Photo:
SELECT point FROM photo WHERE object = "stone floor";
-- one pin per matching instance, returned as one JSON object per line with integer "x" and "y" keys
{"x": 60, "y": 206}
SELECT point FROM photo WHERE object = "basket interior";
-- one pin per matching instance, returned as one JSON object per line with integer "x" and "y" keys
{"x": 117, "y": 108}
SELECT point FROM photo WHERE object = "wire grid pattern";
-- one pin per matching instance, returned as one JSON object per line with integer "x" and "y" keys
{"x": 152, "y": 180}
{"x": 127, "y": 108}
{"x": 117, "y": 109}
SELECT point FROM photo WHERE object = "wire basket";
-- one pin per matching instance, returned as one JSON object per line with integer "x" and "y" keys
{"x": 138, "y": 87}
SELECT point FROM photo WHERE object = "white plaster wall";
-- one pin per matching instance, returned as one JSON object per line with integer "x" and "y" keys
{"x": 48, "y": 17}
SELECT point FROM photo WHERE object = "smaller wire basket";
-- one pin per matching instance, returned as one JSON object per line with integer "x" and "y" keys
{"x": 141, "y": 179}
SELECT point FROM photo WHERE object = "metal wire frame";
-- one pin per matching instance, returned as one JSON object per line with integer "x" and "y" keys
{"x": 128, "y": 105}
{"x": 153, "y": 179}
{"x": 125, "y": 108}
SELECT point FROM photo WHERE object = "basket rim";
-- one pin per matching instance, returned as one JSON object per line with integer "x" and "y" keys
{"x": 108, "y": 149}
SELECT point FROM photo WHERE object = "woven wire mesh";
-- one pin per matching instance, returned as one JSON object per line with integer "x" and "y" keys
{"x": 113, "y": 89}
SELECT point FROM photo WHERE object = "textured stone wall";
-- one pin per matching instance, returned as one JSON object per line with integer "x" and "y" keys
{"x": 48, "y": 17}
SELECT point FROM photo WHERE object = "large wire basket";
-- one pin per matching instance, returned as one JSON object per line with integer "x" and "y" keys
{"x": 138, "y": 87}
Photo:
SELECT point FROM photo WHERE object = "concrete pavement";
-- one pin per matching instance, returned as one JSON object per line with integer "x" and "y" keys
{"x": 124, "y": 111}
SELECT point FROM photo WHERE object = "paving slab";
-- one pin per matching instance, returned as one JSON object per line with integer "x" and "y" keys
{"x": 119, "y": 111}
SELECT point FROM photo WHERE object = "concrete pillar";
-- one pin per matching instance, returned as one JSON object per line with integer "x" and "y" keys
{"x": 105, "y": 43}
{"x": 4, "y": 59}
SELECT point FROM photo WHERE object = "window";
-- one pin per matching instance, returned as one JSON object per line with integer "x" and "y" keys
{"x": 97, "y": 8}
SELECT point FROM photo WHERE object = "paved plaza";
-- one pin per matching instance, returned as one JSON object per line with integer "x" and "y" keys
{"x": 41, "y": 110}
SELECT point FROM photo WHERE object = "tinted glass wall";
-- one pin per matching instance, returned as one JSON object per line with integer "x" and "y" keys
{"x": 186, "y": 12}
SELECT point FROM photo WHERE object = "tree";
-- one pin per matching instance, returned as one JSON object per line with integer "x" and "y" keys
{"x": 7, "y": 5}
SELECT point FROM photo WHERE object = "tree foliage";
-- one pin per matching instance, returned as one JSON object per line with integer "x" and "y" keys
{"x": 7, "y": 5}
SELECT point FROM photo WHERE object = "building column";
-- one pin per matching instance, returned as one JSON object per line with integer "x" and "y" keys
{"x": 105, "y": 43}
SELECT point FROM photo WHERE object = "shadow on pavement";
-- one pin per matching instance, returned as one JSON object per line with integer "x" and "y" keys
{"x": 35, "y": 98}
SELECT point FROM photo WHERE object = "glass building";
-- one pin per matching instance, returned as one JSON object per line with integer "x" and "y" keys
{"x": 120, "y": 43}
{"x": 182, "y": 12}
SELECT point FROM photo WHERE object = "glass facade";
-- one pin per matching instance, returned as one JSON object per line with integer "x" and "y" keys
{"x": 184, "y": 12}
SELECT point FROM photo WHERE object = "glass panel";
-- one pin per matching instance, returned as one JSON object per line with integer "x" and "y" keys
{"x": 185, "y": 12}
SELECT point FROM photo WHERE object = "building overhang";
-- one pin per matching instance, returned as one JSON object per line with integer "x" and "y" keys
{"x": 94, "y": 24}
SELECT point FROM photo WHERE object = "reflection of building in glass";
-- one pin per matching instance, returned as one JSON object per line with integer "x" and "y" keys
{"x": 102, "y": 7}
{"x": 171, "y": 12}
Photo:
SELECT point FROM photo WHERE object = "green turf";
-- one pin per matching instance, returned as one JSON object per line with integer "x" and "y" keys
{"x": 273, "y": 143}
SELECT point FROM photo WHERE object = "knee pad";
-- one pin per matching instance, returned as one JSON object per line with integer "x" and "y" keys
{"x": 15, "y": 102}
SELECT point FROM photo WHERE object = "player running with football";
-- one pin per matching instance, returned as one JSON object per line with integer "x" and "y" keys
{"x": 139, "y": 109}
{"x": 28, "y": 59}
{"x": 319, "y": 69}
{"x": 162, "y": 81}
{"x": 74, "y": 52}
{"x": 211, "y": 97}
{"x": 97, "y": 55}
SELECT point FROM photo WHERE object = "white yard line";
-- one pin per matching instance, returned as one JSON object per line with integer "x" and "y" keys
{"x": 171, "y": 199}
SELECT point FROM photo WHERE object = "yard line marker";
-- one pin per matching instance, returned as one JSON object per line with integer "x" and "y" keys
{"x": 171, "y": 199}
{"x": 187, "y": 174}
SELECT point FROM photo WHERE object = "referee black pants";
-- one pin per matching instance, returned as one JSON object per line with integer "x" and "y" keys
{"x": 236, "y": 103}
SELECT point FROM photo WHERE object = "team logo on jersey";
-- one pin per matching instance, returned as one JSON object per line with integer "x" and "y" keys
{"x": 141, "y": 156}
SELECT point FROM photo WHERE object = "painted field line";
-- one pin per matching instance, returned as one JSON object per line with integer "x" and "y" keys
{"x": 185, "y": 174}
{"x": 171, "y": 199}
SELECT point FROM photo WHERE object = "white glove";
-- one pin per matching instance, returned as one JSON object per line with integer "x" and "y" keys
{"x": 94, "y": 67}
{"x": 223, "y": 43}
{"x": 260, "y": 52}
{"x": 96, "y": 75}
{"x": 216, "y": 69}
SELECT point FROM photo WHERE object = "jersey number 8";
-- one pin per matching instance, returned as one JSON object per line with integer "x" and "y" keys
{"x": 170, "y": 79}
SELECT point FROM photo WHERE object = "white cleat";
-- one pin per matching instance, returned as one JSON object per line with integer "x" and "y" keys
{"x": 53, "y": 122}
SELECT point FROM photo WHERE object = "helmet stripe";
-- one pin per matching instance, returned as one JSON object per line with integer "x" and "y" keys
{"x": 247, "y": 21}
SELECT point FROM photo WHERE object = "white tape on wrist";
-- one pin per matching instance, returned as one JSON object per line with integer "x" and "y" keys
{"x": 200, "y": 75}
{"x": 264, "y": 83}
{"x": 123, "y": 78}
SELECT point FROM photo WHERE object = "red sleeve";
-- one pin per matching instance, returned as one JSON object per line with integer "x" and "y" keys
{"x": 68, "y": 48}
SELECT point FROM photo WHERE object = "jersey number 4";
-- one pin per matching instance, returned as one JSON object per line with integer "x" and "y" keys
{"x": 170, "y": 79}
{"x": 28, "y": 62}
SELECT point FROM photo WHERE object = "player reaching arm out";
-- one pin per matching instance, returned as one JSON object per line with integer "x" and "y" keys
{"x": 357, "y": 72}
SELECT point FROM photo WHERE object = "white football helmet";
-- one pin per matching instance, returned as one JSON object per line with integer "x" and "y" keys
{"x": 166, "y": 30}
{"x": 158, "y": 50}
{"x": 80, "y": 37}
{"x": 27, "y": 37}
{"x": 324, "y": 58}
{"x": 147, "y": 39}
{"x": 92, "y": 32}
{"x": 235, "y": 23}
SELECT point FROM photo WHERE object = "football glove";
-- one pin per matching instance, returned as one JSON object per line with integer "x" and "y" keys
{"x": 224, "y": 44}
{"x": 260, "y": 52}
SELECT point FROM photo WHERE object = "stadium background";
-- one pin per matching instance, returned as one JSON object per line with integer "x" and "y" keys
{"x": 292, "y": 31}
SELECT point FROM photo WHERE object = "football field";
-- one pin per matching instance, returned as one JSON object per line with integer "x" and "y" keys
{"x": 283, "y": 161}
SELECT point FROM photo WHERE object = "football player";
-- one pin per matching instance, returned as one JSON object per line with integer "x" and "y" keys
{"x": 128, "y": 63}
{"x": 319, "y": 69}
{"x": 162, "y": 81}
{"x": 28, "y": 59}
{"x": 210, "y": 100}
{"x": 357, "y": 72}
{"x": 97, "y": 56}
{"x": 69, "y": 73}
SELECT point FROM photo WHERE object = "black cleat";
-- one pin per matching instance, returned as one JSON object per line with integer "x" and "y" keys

________

WHAT TO WORK ON:
Report every line containing the string "football" in the material.

RESPONSE BOX:
SELECT point FROM photo WHERE object = "player running with football";
SELECT point FROM photo WHERE object = "white football helmet";
SELECT point FROM photo WHERE object = "football glove";
SELECT point FROM photo WHERE object = "football field";
SELECT point FROM photo WHERE object = "football player";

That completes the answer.